**Passage given**:
● ● ● ● ●

The poem opens with a piece of information, which, though delivered in phraseology somewhat quaint and obscure, we are not disposed to question, namely, that this country is still at war; but it goes on to make ample amends for the flat veracity of this commonplace, by adding a statement, which startled, as much as the former assertion satisfied, our belief. Mrs. Barbauld does not fear to as. sert, that the year 1811 was one of extraordinary natural plenty, but that, with a most perverse taste.

Man called to Famine, nor invoked in vain.'

We had indeed heard that some mad and mischievous partisans had ventured to charge the scarcity which unhappily exists, upon the political measures of government :-but what does Mrs. Barbauld mean? Does she seriously accuse mankind of wishing for a famine, and interceding for starvation? or does she believe that it is in the power of this country, of what remains of independent Europe, nay, of herself, to arrest the progress of war, and, careless of what Buonaparte or his millions may be about, to beckon back peace and plenty, and to diffuse happiness over the reviving world?

● ● ● ● ●

**Entries supplied**:
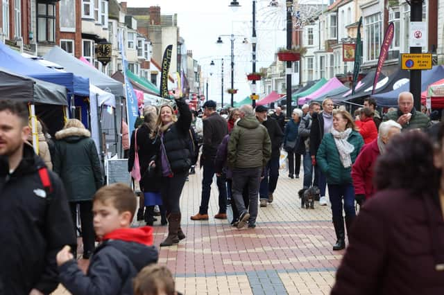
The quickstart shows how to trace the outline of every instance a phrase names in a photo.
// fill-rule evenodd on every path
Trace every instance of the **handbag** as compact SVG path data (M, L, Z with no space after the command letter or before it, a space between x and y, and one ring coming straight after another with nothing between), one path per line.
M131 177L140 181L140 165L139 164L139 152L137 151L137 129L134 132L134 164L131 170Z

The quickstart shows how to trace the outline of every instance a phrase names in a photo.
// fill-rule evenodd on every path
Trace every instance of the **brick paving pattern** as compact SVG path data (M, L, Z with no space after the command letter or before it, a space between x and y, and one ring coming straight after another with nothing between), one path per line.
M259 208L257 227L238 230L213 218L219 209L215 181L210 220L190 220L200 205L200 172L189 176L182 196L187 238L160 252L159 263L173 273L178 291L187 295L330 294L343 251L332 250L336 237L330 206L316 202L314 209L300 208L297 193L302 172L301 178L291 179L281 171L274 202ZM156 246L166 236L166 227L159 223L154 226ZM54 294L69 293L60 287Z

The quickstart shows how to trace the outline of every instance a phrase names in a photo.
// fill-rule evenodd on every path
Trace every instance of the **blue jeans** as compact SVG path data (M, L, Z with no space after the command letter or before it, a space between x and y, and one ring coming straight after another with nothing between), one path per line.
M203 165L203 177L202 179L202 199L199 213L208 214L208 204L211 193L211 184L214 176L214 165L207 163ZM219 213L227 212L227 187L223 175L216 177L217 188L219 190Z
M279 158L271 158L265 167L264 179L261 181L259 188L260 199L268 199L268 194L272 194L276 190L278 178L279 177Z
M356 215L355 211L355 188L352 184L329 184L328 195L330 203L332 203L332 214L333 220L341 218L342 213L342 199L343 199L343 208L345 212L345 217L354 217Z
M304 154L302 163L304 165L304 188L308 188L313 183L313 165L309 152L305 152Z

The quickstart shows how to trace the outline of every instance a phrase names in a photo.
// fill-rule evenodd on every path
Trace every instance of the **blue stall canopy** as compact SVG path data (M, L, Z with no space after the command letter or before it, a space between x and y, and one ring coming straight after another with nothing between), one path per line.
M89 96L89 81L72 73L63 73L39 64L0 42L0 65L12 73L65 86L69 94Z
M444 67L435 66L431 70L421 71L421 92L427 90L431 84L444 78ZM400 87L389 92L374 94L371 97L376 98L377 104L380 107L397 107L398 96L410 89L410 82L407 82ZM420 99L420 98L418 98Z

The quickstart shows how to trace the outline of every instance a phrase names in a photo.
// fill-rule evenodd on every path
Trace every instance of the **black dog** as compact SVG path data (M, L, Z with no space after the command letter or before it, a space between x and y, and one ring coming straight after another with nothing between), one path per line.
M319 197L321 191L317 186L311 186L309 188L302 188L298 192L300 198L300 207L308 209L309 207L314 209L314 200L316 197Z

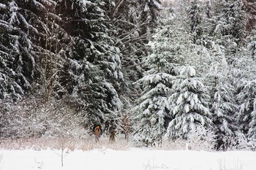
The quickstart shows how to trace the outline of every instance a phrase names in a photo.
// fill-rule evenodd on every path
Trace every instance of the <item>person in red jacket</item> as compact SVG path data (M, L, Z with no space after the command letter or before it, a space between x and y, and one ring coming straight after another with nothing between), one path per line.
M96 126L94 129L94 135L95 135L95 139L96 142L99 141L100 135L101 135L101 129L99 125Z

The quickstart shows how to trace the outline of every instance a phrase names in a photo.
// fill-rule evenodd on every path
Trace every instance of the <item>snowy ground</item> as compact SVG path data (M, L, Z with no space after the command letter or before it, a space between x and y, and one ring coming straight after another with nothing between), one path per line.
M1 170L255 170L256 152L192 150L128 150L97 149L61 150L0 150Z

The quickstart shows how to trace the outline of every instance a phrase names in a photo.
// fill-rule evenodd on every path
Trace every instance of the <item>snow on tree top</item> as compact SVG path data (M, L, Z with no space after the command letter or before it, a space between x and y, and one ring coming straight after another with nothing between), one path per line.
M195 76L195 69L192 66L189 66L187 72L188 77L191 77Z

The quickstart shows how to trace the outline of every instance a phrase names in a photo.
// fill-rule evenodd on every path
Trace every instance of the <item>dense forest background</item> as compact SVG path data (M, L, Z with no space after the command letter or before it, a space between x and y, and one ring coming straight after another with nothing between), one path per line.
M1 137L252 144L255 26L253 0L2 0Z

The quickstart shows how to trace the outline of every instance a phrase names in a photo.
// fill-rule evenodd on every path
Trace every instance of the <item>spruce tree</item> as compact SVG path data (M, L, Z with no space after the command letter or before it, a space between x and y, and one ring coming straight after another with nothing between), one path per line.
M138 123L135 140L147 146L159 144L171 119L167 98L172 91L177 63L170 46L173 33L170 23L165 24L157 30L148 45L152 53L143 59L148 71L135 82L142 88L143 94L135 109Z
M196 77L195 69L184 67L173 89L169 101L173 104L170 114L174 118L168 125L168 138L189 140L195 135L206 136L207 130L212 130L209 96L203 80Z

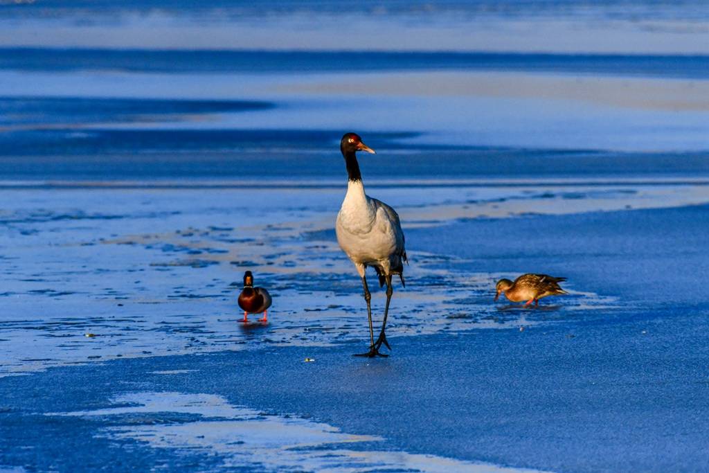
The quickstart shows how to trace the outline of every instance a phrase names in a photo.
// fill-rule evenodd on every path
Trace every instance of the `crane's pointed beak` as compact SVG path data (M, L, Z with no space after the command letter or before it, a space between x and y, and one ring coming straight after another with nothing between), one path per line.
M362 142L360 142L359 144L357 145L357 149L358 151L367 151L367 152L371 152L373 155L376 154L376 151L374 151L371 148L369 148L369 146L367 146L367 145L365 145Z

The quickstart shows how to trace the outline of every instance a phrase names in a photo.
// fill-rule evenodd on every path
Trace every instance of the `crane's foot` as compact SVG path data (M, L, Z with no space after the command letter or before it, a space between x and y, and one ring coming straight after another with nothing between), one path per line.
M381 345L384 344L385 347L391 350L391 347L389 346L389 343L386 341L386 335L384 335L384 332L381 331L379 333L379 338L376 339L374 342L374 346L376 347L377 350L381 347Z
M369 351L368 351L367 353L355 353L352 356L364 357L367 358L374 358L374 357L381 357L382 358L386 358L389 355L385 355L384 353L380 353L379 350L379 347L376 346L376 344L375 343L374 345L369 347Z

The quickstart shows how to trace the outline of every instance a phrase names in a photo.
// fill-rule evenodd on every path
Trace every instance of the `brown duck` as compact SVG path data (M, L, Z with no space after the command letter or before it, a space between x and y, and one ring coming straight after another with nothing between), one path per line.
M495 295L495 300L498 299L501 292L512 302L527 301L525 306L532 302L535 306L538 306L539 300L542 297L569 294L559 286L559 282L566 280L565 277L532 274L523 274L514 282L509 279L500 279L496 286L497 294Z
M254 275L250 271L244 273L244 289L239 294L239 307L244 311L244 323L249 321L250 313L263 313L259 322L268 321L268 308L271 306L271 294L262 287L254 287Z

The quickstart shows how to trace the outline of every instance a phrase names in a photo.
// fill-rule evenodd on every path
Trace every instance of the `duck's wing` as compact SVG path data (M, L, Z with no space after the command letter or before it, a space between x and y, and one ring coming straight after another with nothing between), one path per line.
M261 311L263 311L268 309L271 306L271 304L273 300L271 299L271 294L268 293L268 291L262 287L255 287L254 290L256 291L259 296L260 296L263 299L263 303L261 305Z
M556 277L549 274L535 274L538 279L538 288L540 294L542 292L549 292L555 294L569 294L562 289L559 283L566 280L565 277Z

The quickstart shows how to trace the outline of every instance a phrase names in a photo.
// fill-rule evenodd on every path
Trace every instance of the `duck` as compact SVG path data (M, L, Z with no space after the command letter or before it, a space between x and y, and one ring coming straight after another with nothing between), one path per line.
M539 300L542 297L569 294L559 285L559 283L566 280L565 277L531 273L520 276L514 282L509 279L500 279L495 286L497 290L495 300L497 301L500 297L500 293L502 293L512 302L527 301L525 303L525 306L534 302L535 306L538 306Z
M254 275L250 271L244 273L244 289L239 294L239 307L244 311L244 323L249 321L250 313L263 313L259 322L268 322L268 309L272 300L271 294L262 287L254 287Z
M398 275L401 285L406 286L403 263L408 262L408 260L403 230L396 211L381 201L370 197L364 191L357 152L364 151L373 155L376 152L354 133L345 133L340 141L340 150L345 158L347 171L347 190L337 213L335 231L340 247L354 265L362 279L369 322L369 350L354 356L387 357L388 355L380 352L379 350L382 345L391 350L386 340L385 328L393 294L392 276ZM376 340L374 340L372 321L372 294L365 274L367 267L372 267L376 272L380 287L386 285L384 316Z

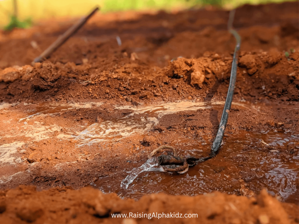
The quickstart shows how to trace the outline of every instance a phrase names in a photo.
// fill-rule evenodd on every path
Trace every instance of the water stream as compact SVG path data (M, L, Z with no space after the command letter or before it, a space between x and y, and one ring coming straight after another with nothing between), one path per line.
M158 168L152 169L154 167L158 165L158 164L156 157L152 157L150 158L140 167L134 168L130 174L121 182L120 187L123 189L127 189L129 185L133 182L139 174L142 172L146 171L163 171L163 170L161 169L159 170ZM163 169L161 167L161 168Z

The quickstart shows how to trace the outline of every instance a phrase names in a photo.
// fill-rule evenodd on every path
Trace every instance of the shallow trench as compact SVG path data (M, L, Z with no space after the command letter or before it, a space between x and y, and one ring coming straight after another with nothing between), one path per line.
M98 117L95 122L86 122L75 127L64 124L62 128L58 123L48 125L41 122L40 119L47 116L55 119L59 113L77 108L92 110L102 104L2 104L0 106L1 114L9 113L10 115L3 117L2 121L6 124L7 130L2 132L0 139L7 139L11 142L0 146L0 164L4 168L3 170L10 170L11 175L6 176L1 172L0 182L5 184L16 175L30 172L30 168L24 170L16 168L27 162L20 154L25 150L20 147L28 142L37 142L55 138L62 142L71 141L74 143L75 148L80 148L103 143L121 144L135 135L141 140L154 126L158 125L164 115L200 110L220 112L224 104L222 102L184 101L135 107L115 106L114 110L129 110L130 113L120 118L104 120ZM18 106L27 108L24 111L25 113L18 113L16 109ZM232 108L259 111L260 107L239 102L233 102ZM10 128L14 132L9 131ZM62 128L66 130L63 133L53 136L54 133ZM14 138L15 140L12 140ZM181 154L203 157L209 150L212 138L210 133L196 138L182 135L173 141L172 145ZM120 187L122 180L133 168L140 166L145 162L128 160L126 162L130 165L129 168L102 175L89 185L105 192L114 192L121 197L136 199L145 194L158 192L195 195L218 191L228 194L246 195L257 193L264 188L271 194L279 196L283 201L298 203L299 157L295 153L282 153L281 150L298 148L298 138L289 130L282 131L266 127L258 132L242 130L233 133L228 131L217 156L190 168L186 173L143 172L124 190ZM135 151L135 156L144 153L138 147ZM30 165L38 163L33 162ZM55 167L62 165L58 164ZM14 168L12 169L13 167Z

● ● ● ● ●

**Your tasks**:
• 1. In the passage on Mrs. Barbauld's poem, what three parties does the reviewer ask whether she believes could arrest the progress of war?
• 2. Why does the passage on Mrs. Barbauld's poem say the poem "goes on to make ample amends" after its opening piece of information?
• 3. Answer these from the passage on Mrs. Barbauld's poem:
(a) Which year does she assert was one of extraordinary natural plenty?
(b) Upon what had some mad and mischievous partisans charged the scarcity?
(c) Whose doings, along with those of his millions, does the reviewer picture the country as careless of?

**Full answers**:
• 1. This country, what remains of independent Europe, and Mrs. Barbauld herself.

• 2. The opening only delivers a commonplace with "flat veracity": that the country is still at war. The poem makes up for that plain truth by adding a statement that startled the reviewers' belief as much as the first assertion satisfied it.

• 3.
(a) 1811.
(b) The political measures of government.
(c) Buonaparte's.